=== Begin Enclosure ===
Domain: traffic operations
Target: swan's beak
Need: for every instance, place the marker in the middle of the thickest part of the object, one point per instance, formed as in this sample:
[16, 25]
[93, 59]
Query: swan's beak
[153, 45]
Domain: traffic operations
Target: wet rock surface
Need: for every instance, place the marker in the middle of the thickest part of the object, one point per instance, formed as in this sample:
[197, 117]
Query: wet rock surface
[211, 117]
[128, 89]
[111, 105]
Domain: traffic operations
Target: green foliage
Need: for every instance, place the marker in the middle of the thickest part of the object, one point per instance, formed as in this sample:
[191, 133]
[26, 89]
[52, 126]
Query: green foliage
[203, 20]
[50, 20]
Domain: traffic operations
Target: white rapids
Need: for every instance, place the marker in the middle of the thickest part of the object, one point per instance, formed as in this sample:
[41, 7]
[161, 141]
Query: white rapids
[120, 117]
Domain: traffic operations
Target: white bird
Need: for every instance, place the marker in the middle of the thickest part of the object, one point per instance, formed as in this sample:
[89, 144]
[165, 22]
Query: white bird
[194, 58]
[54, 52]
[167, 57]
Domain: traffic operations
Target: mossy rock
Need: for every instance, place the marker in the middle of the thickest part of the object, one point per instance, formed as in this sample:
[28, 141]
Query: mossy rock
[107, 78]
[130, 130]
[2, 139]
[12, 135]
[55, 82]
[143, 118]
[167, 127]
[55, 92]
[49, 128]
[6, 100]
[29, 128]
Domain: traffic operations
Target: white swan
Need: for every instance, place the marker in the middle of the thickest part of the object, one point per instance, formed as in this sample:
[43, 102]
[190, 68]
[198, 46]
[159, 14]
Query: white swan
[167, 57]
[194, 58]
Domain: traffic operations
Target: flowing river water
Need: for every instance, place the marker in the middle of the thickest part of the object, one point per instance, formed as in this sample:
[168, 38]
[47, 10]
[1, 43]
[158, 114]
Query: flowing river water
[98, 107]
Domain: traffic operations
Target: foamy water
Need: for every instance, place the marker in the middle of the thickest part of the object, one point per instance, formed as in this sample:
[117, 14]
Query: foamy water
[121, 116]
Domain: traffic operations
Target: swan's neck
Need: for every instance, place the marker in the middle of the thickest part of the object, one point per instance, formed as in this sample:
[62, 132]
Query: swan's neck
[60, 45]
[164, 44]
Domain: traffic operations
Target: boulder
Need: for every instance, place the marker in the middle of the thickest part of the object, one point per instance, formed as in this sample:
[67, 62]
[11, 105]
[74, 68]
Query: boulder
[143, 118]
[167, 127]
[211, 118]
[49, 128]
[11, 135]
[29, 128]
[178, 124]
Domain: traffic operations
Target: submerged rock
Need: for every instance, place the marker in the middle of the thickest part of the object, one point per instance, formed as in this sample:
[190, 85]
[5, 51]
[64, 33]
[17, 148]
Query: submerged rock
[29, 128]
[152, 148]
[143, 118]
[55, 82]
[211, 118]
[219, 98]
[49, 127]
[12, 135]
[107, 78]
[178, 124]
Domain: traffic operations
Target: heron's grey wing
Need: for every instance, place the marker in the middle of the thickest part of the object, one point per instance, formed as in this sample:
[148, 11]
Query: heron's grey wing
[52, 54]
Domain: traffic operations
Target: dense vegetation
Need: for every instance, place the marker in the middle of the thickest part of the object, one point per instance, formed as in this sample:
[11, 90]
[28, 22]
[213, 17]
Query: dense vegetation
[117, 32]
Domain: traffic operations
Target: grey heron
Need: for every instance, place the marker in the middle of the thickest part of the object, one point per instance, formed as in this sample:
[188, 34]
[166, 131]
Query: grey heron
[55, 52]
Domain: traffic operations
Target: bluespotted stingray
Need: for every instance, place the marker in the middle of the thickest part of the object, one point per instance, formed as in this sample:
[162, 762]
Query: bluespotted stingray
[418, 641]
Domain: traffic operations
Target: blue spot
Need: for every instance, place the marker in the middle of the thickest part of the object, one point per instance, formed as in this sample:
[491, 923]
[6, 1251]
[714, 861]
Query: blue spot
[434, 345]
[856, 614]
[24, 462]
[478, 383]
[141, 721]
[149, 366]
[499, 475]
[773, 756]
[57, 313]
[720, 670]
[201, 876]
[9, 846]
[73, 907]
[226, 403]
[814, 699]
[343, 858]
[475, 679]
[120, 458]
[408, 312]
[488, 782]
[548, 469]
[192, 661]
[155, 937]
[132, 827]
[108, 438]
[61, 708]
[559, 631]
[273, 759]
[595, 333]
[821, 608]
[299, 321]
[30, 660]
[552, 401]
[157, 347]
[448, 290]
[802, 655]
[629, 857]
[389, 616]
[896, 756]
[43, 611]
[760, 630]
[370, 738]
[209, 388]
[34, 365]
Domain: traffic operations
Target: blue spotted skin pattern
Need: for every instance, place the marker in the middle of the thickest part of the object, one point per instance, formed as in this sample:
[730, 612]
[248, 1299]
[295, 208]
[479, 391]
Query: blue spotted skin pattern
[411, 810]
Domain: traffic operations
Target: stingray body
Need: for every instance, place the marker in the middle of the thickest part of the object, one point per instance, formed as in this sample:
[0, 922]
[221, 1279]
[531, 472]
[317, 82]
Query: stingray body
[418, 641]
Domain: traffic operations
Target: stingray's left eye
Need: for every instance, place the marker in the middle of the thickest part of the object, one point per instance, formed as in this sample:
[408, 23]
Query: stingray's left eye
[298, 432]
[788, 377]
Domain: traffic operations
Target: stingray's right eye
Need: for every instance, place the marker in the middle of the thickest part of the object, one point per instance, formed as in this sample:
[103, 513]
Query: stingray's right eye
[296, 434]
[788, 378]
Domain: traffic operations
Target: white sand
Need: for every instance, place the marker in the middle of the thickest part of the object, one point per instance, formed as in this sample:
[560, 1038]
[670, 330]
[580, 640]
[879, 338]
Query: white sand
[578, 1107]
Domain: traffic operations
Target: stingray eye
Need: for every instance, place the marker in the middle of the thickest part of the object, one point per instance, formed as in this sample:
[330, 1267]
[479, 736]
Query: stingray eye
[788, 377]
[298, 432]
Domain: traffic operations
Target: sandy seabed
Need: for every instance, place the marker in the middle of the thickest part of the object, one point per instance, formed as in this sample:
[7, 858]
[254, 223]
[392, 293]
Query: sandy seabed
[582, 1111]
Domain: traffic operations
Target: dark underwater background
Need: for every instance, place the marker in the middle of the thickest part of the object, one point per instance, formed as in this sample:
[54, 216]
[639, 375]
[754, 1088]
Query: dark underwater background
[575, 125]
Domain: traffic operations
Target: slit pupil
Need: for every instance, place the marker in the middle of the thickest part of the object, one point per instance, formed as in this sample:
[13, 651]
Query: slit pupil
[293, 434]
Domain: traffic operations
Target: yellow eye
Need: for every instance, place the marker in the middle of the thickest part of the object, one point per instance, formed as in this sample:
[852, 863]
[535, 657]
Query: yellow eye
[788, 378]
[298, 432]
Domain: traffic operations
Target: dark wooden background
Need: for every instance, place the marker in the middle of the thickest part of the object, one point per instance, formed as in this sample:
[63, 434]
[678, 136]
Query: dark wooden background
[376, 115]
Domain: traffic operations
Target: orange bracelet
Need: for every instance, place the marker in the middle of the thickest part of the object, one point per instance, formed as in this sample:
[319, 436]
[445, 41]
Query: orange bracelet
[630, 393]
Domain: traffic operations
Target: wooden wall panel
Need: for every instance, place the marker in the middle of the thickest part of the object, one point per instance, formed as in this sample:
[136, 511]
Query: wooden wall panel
=== End Enclosure ===
*What you need to do:*
If a line in the listing above contains the word "wall", include it in your count, then give only the final number.

*Completed task:*
2